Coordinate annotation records
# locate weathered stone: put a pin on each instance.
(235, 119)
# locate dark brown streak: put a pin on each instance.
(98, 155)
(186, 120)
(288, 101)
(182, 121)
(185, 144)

• TASK BRIEF: Reproduce every one of the items above word for word, keeping each line unchanged and in its original order.

• FINAL ANSWER:
# locate weathered stone: put a pin on each instance.
(235, 119)
# locate dark brown streak: put a pin on each instance.
(98, 155)
(186, 120)
(288, 101)
(182, 121)
(185, 144)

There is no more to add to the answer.